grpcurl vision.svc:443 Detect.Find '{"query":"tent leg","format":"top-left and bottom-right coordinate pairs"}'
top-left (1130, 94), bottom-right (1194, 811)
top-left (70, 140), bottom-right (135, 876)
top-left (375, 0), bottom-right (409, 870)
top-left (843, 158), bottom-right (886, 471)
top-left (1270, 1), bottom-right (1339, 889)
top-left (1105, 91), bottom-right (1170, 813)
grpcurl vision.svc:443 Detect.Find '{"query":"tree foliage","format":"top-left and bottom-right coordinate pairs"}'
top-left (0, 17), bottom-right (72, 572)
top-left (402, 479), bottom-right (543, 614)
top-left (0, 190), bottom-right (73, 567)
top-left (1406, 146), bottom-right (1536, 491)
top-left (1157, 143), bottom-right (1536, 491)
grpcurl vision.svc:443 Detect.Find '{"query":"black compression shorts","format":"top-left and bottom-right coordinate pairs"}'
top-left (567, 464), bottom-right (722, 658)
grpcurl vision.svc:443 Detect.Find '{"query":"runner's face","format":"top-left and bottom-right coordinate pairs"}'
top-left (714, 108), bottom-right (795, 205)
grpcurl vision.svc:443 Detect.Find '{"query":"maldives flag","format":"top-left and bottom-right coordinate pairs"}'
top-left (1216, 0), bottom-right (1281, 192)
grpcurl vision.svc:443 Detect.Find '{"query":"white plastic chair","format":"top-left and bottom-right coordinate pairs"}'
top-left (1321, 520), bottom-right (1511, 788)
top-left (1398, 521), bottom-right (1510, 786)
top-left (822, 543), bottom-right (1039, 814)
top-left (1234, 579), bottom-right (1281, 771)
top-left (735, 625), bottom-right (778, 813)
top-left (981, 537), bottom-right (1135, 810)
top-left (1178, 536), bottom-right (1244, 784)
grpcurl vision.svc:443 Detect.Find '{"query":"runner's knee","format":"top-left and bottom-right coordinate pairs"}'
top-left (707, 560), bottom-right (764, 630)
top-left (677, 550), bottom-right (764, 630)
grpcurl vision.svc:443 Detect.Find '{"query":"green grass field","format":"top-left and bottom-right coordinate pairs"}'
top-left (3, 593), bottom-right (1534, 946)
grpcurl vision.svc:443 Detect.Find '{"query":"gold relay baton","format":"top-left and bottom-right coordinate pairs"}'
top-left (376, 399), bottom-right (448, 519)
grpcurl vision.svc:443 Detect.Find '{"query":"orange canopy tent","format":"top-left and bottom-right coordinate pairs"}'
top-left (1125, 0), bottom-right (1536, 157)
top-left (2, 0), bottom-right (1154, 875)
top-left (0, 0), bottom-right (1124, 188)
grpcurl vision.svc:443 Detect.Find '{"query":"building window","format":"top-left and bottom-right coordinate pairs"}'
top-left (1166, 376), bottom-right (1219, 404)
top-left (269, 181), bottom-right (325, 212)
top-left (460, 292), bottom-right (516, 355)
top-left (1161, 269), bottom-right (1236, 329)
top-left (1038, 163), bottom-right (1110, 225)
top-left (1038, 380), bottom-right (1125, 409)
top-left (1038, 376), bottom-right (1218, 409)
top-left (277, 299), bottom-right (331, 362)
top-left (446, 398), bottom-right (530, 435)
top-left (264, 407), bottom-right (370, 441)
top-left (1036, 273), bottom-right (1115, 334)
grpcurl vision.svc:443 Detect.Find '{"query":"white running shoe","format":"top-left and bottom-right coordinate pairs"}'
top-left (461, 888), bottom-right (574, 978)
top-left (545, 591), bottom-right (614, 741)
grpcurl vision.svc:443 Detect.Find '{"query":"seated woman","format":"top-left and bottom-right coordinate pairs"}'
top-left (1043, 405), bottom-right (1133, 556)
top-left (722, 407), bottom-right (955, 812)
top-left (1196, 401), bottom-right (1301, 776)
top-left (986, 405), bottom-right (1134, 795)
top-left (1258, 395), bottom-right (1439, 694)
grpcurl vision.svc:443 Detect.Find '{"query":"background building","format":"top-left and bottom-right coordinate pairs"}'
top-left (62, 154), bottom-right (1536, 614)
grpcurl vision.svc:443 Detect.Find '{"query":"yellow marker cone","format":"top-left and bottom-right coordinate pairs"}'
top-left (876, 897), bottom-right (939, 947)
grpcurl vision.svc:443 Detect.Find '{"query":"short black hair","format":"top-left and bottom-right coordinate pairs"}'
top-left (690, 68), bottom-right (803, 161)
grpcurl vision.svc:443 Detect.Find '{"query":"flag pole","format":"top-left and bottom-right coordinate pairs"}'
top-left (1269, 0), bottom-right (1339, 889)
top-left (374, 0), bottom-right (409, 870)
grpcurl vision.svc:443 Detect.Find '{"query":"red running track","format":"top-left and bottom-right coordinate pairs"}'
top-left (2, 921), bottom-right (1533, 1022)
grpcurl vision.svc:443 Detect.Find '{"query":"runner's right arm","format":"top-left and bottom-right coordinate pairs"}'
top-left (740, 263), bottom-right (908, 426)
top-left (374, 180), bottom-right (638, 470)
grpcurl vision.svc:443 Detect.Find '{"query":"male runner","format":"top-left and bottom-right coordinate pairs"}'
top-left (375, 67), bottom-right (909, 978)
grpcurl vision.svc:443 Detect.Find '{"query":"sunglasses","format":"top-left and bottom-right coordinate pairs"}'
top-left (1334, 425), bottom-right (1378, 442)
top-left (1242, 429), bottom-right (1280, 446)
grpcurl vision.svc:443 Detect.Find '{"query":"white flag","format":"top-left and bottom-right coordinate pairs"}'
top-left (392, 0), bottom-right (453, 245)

- _YOUR INSTRUCTIONS_: Please repeat every entry, exactly as it was written.

- _SOLUTION FOR THIS TASK_:
grpcurl vision.svc:443 Detect.Find '{"query":"tent leg","format":"top-left and bottom-right coordinate pairs"}'
top-left (1130, 94), bottom-right (1194, 811)
top-left (70, 140), bottom-right (135, 876)
top-left (375, 0), bottom-right (409, 870)
top-left (843, 158), bottom-right (886, 471)
top-left (1270, 1), bottom-right (1339, 889)
top-left (1105, 91), bottom-right (1170, 813)
grpcurl vision.svc:443 Detect.Find '{"query":"tree foliage","format":"top-left and bottom-right coordinate pairs"}'
top-left (0, 17), bottom-right (72, 572)
top-left (402, 479), bottom-right (543, 614)
top-left (0, 190), bottom-right (73, 567)
top-left (1406, 146), bottom-right (1536, 491)
top-left (1157, 143), bottom-right (1536, 491)
grpcurl vision.svc:443 Detect.Find '{"query":"black compression shorts","format":"top-left and bottom-right coordinate pairs"}'
top-left (567, 464), bottom-right (722, 658)
grpcurl vision.svc:443 Detect.Find '{"query":"runner's face","format":"top-left and bottom-right coordinate pairs"}'
top-left (714, 108), bottom-right (795, 205)
grpcurl vision.svc:443 Detect.Find '{"query":"maldives flag","format":"top-left and bottom-right coordinate pairs"}'
top-left (1216, 0), bottom-right (1281, 192)
grpcurl vision.svc:443 Detect.Find '{"query":"white plastic chair","format":"top-left and bottom-right coordinate pairs"}'
top-left (1321, 520), bottom-right (1511, 788)
top-left (1398, 521), bottom-right (1510, 786)
top-left (822, 543), bottom-right (1039, 814)
top-left (1234, 579), bottom-right (1281, 771)
top-left (735, 625), bottom-right (778, 813)
top-left (981, 537), bottom-right (1135, 810)
top-left (1178, 536), bottom-right (1244, 784)
grpcurl vision.svc:443 Detect.Find '{"query":"runner's knee","format":"top-left and bottom-right coordinate pairs"}'
top-left (707, 560), bottom-right (764, 630)
top-left (677, 550), bottom-right (764, 630)
grpcurl vision.svc:443 Detect.Find '{"query":"green grass field","format":"top-left and bottom-right coordinate pairs"}'
top-left (3, 593), bottom-right (1534, 946)
grpcurl vision.svc:443 Detect.Find '{"query":"gold relay baton","format":"top-left and bottom-right coordinate pairs"}'
top-left (376, 399), bottom-right (448, 519)
grpcurl vision.svc:443 Detect.Find '{"query":"orange canopy tent","format":"top-left and bottom-right coordinate pairs"}'
top-left (1125, 0), bottom-right (1536, 157)
top-left (2, 0), bottom-right (1154, 875)
top-left (0, 0), bottom-right (1124, 188)
grpcurl vision.svc:443 Detect.Find '{"query":"building window","format":"top-left and bottom-right coordinate pairs"}'
top-left (1166, 376), bottom-right (1219, 404)
top-left (269, 181), bottom-right (325, 212)
top-left (460, 292), bottom-right (516, 355)
top-left (1161, 269), bottom-right (1236, 329)
top-left (1038, 163), bottom-right (1110, 225)
top-left (1038, 380), bottom-right (1125, 409)
top-left (1038, 376), bottom-right (1218, 409)
top-left (277, 299), bottom-right (331, 362)
top-left (446, 398), bottom-right (530, 435)
top-left (264, 407), bottom-right (370, 441)
top-left (1036, 273), bottom-right (1115, 334)
grpcurl vision.svc:443 Detect.Find '{"query":"white running shoe","format":"top-left and bottom-right coordinate pairs"}'
top-left (461, 888), bottom-right (574, 978)
top-left (545, 591), bottom-right (614, 741)
grpcurl vision.svc:443 Detect.Find '{"query":"seated woman","format":"top-left and bottom-right coordinate pairs"}'
top-left (1043, 405), bottom-right (1133, 556)
top-left (722, 407), bottom-right (955, 812)
top-left (1196, 401), bottom-right (1301, 776)
top-left (986, 405), bottom-right (1134, 795)
top-left (1258, 395), bottom-right (1439, 694)
grpcurl vision.svc:443 Detect.Find '{"query":"background building","format":"top-left and bottom-right coordinate pairs"}'
top-left (62, 154), bottom-right (1536, 614)
grpcurl vision.svc:443 Detect.Find '{"query":"yellow marker cone","format":"top-left and bottom-right coordinate pairs"}'
top-left (876, 897), bottom-right (939, 947)
grpcurl vision.svc:443 Detect.Find '{"query":"short black hair","format":"top-left and bottom-right coordinate pairs"}'
top-left (690, 68), bottom-right (803, 161)
grpcurl vision.svc:443 Detect.Find '{"query":"flag pole","format":"top-left and bottom-right coordinate pairs"}'
top-left (1269, 0), bottom-right (1339, 889)
top-left (374, 0), bottom-right (409, 870)
grpcurl vision.svc:443 Detect.Find '{"query":"red running track","format":"top-left and bottom-right coordinate pairs"}'
top-left (2, 921), bottom-right (1533, 1022)
grpcurl vision.svc:443 Detect.Find '{"query":"runner's right arm","format":"top-left and bottom-right coordinate pairs"}'
top-left (740, 263), bottom-right (908, 426)
top-left (374, 180), bottom-right (638, 470)
grpcurl vision.svc:443 Detect.Find '{"query":"male runner","format":"top-left and bottom-right coordinate pairs"}'
top-left (375, 67), bottom-right (909, 978)
grpcurl vision.svc:443 Detect.Find '{"query":"sunglasses","format":"top-left and bottom-right coordinate pairs"}'
top-left (1334, 425), bottom-right (1378, 442)
top-left (1242, 429), bottom-right (1280, 446)
grpcurl vision.svc:443 Detect.Find '{"query":"white flag","format":"top-left and bottom-right coordinate pairs"}'
top-left (392, 0), bottom-right (453, 245)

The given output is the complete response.